# Start of Selection

The Musical Journey of T Bone Burnett

by Brett Leigh Dicks

Fourteen years between albums goes a long way in explaining why
some in the general public might not instantly recognize the name T
Bone Burnett. But while his own releases have been sparse, his
remarkable musical empathy has guided an impressive array of
undertakings, from producing for the likes of Elvis Costello and
Roy Orbison, composing music for Sam Shepard plays, scoring the
soundtrack for O Brother, Where Art Thou?, and guiding the vocals
of Joaquin Phoenix and Reese Witherspoon in Walk the Line, the
biopic on the life of Johnny Cash.

Burnett’s incredible work ethic explains the gap between 1992’s
The Criminal Under My Own Hat and the recently released The True
False Identity, which came out simultaneously with a double-disc
retrospective of Burnett’s work, Twenty Twenty: The Essential T
Bone Burnett. Amidst the recent spotlights, Burnett’s nationwide
tour with his former band mate’s son, Jakob Dylan, makes a
deserving stop at the Lobero Theatre on Saturday, June 17.

It’s been 14 years since your last album and the last time
you’ve run the press gauntlet as purposefully as you are now.
What’s changed? When I was a kid, I looked at everything as a
potential threat and now I am just grateful that people are taking
an interest in what I do! And these days, they also let me go on
the radio and talk to people! But I am having a wonderful time
doing it all and it’s a great privilege.

Fourteen years is a long time. Have the embers for this album
been burning for a while? I have been writing this album for
probably 10 years now. One thing led to another and eventually
everything that was stopping me from recording it went away, so
there was nothing left to do but to make it. But the things that
were stopping you were some very impressive undertakings — album
production, film scores, even music for plays. Was it a case of
sacrificing your own work for these outside projects? That probably
makes it a little more generous and gracious than it actually was.
There was just one irresistible thing after another placed in front
of me. I have been working with incredible people in all the
different arts — painters and playwrights and filmmakers and poets
and musicians and singers. For the past 10 or 15 years, I feel that
I have been through the most extraordinary master’s class in
art.

# End of Selection

**What you need to do:**
Answer these from the T Bone Burnett interview:
(a) Which of Burnett's albums came out in 1992?
(b) At what venue does the tour with Jakob Dylan stop on Saturday, June 17?
(c) For about how long does Burnett say he has been writing the new album?
The records have nothing to do with the T Bone Burnett interview.

# Start of Information supplied

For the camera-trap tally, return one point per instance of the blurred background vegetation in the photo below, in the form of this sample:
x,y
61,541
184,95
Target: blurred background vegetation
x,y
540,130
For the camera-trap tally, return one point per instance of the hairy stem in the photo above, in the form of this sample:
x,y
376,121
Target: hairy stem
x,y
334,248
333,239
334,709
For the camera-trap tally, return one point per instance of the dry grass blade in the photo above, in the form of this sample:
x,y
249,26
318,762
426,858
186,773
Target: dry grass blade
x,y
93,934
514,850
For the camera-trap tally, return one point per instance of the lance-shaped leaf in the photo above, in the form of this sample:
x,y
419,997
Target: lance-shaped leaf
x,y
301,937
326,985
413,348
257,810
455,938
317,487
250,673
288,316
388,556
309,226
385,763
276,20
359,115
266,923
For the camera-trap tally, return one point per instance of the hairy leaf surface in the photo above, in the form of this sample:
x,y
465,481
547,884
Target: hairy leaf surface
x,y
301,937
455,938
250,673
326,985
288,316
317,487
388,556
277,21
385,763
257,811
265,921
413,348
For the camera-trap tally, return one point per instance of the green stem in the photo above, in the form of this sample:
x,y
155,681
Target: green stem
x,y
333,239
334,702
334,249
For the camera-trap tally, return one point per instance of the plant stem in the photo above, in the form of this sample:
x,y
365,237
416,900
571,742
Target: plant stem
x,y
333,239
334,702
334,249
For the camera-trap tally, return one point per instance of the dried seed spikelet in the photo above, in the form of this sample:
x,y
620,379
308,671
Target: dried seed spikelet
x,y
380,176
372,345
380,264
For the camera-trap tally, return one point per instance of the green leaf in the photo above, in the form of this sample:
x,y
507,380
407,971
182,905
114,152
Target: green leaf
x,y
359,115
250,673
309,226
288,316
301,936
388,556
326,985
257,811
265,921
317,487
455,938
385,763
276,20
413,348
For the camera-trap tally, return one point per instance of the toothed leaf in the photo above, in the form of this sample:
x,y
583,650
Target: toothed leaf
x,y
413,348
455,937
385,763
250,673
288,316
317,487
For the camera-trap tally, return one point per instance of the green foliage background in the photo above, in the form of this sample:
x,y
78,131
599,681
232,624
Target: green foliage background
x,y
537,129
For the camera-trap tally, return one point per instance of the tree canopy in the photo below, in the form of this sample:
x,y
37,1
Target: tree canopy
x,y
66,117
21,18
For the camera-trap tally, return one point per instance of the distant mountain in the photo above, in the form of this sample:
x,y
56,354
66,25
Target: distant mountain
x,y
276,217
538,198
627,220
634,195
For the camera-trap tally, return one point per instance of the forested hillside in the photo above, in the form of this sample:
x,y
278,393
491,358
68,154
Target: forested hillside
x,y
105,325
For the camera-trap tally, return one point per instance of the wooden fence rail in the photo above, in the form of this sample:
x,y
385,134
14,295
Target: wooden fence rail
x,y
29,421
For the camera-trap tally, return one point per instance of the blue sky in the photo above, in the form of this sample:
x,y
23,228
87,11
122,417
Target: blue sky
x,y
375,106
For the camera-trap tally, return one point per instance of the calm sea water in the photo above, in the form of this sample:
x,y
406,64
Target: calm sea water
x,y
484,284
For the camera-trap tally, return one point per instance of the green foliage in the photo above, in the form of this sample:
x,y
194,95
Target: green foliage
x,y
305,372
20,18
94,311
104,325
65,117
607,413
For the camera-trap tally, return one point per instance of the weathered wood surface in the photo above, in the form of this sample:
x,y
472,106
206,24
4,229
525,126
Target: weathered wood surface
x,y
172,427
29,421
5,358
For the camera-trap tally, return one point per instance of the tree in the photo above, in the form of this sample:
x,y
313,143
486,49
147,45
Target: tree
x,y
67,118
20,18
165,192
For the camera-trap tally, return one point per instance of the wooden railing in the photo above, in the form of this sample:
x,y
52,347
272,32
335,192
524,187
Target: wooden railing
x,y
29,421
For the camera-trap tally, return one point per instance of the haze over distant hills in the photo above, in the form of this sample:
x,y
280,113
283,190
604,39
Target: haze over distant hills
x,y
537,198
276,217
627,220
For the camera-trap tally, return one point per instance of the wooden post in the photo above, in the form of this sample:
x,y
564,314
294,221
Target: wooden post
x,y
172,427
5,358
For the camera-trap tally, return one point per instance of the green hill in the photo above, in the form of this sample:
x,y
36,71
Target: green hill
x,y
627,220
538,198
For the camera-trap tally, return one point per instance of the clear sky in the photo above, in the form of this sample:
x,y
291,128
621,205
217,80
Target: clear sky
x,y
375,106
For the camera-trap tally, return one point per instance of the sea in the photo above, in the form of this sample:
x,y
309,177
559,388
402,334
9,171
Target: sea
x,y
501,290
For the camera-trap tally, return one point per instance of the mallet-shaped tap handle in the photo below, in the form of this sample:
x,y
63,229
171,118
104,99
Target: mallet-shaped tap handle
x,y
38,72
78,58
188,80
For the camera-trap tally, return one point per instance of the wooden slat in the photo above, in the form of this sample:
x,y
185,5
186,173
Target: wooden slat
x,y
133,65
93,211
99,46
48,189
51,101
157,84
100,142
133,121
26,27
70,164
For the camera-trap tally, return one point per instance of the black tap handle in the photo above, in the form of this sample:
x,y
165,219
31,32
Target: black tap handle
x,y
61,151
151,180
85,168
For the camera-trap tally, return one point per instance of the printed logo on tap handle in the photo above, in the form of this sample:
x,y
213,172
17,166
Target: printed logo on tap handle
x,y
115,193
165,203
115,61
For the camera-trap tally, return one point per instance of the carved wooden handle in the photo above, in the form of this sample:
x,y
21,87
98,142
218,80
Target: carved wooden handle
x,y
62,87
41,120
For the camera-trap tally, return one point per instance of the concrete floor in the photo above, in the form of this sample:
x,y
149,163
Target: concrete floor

# End of Information supplied
# Start of Information supplied

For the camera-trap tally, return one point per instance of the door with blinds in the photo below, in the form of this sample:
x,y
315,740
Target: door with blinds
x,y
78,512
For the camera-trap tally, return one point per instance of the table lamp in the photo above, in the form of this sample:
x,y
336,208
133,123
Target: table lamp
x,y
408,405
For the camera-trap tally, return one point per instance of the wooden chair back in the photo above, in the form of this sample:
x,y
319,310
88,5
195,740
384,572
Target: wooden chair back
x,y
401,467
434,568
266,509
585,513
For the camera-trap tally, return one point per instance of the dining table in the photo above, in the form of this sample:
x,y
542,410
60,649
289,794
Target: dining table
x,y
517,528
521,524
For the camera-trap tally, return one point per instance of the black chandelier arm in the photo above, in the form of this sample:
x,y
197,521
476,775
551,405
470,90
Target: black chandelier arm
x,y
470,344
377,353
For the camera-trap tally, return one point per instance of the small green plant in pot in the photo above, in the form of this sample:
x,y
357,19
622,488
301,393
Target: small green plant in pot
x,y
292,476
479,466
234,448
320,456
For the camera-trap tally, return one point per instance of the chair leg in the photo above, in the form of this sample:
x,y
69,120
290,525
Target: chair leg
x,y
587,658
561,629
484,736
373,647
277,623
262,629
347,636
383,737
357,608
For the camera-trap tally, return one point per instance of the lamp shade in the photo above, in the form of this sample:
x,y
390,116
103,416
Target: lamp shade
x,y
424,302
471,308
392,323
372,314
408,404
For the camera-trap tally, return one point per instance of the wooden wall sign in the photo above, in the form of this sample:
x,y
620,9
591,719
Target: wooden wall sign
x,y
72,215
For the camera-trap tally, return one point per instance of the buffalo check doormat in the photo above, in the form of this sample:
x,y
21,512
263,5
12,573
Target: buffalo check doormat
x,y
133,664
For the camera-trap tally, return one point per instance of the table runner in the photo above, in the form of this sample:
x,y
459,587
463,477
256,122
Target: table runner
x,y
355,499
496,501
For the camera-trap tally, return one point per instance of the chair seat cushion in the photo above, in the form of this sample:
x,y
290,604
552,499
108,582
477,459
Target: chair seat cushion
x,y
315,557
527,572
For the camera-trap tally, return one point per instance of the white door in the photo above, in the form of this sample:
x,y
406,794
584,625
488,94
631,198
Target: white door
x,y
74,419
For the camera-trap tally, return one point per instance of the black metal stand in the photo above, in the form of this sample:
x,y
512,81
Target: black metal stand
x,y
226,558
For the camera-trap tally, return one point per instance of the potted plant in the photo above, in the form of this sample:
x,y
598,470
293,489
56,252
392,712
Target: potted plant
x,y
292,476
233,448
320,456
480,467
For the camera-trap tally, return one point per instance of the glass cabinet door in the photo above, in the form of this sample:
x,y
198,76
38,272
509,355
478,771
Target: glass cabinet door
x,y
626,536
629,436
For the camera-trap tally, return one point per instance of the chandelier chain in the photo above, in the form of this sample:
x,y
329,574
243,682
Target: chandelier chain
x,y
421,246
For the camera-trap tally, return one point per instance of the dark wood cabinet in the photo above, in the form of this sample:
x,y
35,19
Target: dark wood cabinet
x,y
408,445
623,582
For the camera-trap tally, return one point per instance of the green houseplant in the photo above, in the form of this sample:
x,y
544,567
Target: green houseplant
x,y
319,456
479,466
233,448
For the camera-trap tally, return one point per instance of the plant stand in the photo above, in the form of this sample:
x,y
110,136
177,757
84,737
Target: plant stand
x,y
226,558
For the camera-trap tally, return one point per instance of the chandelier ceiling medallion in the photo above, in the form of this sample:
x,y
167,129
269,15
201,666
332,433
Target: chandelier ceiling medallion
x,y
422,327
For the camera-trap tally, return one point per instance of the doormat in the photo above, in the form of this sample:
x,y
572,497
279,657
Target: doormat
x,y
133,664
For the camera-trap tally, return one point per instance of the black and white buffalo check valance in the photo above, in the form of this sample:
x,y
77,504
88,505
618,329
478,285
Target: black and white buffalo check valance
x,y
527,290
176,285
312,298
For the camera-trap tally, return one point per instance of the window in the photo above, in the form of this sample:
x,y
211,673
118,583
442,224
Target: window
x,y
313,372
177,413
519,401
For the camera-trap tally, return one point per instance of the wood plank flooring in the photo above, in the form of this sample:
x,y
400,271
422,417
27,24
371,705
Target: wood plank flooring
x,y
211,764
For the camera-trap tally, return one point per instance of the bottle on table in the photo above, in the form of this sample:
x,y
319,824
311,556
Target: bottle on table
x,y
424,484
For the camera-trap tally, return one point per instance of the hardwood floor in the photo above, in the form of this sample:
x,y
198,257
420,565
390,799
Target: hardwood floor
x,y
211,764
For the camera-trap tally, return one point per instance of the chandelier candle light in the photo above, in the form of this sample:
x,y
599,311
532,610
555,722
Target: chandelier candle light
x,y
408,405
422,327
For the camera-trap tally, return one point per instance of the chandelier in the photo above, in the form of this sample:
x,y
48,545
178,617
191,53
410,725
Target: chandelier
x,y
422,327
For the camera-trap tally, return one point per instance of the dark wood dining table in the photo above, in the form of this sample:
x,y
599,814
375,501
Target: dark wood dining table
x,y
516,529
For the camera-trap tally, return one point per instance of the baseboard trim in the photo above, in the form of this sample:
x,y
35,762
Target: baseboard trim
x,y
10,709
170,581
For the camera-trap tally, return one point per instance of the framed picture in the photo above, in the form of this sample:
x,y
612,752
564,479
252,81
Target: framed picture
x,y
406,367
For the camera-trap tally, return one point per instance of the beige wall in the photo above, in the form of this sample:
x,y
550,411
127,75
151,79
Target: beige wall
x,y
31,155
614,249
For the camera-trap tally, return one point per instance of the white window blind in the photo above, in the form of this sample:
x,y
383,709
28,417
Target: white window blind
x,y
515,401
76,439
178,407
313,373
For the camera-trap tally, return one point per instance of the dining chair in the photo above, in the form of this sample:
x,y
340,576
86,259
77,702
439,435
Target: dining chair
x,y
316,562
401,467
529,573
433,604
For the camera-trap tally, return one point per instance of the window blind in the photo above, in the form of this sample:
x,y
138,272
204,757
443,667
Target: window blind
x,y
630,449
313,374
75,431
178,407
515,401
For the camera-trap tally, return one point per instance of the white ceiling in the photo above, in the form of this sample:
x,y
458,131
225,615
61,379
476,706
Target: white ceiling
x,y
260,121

# End of Information supplied

**Right answer:**
(a) The Criminal Under My Own Hat
(b) The Lobero Theatre
(c) Probably 10 years